» What to work on
A - Answer these from the article on returning to campus:
(i) Where is SUMS Consulting based?
(ii) Which institution marks its 50th anniversary this year?
(iii) Where are older siblings studying at UK universities still likely to be?
B - From the article on returning to campus, print the part starting with "Children have returned" and going on through "hasn’t been beneficial.".

Do university students really need to go back to campus?

The shift to online and blended learning poses a vital question: does the “old normal” need to return?

Children have returned to classrooms up and down the country, much to parents’ relief, but older siblings studying at universities in the UK are still likely to be hunched over a laptop at home. Learning online is the new norm for higher education, begging the question of whether universities ever need to return to campus.

“Where distance learning was a small part of every university’s portfolio, it’s become front and centre,” says Claire Taylor of SUMS Consulting, which is based at the University of Reading. She points out that compared to the Open University, which marks its 50th anniversary this year, the move to remote learning is a forced pivot, rather than a choice, but this does not mean it hasn’t been beneficial. 

For students, who might be put off by the high cost of tuition and accommodation, the ability to learn from home without having to worry about studying in a strange city is a massive relief.

» Supplied data
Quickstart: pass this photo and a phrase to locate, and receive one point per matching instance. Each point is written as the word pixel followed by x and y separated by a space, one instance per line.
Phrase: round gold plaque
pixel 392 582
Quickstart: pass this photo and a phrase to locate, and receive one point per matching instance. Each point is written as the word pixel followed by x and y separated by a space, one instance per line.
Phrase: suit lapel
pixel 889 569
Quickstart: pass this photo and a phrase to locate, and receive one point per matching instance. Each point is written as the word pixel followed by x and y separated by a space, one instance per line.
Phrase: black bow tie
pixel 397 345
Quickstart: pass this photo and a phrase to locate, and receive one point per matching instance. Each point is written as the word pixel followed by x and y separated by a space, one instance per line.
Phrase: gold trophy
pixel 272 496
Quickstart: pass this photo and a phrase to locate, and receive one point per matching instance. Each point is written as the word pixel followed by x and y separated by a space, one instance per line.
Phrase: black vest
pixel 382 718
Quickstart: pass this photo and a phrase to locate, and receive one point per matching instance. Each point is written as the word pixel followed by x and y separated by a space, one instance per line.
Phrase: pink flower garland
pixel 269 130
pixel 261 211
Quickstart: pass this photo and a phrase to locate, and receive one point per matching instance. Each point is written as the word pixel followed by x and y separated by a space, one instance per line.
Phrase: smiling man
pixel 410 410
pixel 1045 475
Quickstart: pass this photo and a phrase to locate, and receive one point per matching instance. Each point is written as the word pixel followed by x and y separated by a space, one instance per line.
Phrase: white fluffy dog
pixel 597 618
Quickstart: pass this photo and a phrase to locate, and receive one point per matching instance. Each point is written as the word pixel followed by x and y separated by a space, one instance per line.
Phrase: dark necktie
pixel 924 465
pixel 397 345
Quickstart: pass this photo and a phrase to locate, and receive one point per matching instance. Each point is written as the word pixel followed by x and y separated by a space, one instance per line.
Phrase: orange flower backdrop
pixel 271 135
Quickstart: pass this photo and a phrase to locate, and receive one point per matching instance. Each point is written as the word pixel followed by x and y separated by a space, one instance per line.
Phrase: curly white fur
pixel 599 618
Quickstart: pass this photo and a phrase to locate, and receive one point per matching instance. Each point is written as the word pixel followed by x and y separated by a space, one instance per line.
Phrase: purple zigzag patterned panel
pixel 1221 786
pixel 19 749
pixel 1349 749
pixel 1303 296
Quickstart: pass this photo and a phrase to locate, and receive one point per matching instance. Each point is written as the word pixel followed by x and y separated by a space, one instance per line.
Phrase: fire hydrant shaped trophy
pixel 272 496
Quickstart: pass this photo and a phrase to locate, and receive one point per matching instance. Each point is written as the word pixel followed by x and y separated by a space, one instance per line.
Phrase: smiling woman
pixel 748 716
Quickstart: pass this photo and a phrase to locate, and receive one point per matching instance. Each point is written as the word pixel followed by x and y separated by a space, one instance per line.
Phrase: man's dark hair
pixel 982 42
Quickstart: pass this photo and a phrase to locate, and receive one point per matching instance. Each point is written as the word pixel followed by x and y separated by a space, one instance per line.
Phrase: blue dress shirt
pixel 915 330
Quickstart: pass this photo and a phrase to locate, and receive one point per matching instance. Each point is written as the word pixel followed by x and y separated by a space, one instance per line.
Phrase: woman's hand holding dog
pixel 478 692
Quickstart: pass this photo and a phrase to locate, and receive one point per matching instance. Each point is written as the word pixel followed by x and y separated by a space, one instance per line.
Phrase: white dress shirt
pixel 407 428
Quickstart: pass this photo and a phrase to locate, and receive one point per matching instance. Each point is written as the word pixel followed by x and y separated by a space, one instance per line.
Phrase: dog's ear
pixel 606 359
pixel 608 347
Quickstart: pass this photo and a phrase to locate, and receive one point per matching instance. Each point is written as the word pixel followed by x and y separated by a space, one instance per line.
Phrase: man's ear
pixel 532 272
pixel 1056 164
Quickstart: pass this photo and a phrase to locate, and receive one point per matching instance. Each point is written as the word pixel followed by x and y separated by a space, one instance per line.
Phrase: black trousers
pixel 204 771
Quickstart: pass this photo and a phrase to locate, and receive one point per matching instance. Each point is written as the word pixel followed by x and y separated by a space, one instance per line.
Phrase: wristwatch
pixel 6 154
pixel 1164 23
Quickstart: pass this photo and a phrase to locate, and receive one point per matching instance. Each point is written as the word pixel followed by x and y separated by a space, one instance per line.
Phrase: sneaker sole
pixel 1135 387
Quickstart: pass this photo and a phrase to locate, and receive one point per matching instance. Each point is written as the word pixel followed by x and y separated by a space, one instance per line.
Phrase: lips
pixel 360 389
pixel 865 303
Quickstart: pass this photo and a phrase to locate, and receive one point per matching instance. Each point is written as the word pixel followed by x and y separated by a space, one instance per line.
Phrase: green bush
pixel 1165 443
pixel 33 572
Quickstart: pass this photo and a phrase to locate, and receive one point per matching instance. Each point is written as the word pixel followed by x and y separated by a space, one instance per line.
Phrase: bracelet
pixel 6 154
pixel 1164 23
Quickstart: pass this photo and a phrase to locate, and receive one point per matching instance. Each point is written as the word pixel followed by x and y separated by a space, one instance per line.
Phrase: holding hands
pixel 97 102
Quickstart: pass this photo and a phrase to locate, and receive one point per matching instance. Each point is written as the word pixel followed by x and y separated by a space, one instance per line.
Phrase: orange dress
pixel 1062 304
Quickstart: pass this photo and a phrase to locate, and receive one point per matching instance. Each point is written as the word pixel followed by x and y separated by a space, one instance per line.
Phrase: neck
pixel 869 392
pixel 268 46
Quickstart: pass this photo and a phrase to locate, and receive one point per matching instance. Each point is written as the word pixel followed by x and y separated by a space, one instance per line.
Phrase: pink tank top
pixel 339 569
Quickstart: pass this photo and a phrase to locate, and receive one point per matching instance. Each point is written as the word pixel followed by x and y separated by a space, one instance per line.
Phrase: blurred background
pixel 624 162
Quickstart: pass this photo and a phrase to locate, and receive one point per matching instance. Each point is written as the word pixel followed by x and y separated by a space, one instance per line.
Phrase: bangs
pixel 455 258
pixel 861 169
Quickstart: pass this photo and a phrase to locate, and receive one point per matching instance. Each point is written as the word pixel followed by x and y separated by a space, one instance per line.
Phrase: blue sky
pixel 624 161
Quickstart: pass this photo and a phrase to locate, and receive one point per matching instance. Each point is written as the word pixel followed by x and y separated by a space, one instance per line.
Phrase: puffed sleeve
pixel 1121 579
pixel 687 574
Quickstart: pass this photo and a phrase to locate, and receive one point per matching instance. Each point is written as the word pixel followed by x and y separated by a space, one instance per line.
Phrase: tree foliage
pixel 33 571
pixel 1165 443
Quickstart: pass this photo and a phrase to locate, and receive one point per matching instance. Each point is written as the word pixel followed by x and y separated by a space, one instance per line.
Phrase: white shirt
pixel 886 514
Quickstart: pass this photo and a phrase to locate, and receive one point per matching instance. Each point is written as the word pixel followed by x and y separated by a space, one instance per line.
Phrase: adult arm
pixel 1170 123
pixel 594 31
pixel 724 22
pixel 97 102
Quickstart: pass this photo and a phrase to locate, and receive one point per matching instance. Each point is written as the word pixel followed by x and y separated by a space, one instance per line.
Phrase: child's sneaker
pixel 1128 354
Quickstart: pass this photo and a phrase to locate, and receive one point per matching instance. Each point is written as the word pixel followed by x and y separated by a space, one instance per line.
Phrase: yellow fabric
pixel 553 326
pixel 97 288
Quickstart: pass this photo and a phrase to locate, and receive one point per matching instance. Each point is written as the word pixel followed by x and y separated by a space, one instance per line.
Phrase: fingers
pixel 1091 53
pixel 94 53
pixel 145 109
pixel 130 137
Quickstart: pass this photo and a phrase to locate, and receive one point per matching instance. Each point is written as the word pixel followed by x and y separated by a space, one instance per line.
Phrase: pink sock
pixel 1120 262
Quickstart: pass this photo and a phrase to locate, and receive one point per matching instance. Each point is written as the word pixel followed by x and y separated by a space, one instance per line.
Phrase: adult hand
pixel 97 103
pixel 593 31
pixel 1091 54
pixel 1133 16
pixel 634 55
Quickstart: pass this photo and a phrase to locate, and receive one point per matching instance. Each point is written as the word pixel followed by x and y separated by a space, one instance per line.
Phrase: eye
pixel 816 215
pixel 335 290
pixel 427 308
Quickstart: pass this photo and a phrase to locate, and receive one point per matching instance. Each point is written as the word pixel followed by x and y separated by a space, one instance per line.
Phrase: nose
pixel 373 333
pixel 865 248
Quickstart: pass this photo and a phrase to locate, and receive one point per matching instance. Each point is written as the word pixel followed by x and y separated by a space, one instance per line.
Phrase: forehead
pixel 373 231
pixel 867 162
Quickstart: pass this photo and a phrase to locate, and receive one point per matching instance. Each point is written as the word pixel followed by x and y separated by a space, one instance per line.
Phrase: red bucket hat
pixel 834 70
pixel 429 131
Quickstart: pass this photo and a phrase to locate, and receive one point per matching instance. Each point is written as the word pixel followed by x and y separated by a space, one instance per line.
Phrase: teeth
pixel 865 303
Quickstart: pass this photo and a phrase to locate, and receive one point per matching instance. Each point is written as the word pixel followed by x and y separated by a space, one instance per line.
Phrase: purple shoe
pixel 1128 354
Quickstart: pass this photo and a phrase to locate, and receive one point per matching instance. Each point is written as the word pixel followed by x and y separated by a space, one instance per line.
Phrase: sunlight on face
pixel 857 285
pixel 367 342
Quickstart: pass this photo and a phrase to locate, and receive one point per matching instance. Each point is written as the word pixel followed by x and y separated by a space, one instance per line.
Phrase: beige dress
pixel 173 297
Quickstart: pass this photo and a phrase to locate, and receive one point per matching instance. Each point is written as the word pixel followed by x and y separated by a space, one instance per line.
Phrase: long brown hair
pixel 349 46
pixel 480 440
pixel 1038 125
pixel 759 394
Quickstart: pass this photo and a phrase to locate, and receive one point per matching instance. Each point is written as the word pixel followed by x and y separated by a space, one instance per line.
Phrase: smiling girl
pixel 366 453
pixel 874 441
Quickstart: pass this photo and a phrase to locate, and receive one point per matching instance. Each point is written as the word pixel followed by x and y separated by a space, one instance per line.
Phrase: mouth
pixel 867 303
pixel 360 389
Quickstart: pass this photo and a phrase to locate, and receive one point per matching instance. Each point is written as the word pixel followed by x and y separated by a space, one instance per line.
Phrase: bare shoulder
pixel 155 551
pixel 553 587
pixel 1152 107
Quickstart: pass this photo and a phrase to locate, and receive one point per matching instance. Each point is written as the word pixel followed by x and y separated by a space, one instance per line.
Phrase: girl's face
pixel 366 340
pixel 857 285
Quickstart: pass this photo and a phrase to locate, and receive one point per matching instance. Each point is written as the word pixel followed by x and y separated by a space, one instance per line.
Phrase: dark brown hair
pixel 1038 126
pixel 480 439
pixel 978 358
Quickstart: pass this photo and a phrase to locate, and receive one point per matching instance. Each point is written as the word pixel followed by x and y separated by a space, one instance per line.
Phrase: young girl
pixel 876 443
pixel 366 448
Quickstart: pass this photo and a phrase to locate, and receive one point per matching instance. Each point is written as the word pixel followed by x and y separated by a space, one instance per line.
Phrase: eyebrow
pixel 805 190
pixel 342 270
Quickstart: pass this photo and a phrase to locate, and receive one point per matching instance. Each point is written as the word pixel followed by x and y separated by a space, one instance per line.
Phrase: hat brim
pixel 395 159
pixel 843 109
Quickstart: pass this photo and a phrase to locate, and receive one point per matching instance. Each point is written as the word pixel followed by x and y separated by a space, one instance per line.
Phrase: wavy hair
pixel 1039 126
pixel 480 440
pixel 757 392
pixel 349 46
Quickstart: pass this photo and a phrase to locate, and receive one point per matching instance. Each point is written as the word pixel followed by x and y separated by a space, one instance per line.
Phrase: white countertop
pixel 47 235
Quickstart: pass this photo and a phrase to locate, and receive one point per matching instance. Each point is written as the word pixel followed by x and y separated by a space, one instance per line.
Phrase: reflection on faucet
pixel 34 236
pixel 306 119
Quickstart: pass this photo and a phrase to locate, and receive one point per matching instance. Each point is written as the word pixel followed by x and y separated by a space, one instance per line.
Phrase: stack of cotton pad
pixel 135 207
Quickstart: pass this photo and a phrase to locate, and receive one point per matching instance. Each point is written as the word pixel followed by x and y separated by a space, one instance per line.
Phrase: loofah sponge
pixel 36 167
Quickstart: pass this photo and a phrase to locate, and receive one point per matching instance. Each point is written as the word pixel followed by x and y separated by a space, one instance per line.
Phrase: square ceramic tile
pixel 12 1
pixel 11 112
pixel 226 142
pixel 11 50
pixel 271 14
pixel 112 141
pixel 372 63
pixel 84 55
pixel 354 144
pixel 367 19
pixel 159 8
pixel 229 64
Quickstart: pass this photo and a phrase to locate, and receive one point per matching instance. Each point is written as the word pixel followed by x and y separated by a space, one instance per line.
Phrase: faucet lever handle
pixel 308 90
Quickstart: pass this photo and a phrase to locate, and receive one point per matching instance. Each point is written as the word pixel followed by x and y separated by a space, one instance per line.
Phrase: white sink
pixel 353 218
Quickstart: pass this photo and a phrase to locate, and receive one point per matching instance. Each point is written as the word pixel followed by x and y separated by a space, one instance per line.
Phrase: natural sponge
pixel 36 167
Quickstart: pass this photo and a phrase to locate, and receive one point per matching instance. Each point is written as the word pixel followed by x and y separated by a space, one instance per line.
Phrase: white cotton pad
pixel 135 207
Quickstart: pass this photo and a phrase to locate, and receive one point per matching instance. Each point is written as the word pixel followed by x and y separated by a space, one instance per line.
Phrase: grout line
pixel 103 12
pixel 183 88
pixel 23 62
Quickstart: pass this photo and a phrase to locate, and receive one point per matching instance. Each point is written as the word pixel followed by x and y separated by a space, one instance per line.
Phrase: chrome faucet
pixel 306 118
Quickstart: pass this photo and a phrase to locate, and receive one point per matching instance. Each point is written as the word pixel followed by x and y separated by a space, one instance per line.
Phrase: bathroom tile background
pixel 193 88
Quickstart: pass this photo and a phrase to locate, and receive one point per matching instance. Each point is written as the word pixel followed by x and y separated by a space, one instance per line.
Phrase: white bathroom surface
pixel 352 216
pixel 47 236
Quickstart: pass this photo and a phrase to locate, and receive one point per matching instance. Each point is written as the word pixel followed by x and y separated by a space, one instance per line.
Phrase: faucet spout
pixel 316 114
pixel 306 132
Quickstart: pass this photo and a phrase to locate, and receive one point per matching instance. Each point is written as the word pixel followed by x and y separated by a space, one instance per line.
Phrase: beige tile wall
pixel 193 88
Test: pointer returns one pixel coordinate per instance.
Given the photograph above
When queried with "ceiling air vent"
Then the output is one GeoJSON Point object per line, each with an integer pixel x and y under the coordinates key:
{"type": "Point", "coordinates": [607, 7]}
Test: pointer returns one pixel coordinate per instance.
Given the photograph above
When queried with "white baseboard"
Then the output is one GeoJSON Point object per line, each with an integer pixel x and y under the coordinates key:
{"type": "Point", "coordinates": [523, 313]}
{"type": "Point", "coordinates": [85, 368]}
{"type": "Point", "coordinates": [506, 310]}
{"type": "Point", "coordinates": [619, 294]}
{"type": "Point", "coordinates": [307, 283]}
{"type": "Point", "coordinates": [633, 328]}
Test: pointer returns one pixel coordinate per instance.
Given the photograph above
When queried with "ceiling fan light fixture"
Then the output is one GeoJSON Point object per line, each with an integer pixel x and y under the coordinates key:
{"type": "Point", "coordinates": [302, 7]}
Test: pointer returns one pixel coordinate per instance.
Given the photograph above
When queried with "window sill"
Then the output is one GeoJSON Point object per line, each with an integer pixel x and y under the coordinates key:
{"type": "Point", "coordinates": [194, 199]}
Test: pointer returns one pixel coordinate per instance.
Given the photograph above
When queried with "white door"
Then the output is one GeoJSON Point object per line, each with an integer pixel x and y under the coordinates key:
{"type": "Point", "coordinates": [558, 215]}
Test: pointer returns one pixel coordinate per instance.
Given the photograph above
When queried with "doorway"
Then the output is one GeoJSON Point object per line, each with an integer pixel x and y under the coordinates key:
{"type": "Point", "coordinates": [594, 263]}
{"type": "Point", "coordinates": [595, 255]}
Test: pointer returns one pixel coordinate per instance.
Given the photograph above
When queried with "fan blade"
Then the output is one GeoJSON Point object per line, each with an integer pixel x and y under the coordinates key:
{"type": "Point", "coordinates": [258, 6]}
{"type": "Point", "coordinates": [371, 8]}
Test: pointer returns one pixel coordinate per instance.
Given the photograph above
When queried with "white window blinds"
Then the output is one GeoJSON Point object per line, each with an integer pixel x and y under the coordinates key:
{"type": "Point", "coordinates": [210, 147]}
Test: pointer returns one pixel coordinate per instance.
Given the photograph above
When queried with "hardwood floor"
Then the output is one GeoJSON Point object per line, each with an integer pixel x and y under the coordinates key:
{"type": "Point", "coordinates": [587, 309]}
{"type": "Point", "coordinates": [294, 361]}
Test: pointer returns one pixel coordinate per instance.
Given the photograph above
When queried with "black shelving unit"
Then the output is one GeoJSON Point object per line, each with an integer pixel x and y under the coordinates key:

» Exercise solutions
A -
(i) The University of Reading.
(ii) The Open University.
(iii) Hunched over a laptop at home.

B -
Children have returned to classrooms up and down the country, much to parents’ relief, but older siblings studying at universities in the UK are still likely to be hunched over a laptop at home. Learning online is the new norm for higher education, begging the question of whether universities ever need to return to campus.

“Where distance learning was a small part of every university’s portfolio, it’s become front and centre,” says Claire Taylor of SUMS Consulting, which is based at the University of Reading. She points out that compared to the Open University, which marks its 50th anniversary this year, the move to remote learning is a forced pivot, rather than a choice, but this does not mean it hasn’t been beneficial.